DATA SUPPLIED below:

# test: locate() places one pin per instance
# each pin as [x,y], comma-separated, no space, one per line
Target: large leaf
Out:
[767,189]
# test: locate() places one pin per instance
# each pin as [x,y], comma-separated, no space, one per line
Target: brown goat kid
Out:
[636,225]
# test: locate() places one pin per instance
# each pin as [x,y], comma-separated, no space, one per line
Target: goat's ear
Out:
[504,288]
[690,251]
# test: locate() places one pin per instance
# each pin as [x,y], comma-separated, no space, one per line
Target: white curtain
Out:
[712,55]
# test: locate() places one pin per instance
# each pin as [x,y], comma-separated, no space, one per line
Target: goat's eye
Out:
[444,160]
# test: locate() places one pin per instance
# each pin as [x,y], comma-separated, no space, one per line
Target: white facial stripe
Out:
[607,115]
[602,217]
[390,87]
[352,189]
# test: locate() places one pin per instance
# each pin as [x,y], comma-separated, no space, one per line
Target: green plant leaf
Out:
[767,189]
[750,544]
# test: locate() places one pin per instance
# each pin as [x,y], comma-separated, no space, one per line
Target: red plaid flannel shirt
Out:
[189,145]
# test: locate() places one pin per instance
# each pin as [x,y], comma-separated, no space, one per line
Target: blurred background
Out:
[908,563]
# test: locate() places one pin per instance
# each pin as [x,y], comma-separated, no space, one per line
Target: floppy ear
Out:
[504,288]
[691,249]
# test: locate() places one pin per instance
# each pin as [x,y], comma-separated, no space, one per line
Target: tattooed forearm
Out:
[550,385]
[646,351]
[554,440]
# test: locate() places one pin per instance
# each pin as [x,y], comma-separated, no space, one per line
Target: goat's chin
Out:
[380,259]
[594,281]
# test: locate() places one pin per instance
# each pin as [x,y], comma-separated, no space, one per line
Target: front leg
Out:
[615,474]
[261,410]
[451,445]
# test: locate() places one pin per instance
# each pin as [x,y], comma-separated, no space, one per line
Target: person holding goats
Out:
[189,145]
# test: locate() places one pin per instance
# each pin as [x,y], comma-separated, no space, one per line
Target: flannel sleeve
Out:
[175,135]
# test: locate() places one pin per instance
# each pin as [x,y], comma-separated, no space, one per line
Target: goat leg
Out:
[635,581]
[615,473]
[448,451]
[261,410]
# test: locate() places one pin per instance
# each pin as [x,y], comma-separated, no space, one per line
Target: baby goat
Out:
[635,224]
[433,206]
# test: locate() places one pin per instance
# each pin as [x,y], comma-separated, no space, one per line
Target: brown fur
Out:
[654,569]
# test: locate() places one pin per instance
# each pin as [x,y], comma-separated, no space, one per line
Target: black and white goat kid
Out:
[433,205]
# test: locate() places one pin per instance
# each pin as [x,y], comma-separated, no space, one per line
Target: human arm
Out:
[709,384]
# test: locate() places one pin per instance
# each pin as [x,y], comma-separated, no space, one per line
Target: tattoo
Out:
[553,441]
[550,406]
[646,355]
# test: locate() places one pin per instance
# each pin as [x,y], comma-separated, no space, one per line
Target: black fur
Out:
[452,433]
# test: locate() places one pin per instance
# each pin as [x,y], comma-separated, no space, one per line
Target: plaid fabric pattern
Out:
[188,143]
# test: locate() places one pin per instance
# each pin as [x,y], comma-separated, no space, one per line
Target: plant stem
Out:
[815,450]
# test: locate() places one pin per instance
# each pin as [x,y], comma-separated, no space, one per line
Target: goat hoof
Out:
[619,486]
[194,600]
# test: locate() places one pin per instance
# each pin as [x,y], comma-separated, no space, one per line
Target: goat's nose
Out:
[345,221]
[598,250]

End of DATA SUPPLIED.

_TASK STATEMENT_
Filter the entries down to the lines with the word "leaf" in them.

_EXERCISE RESPONSE_
Target: large leaf
Target: green plant leaf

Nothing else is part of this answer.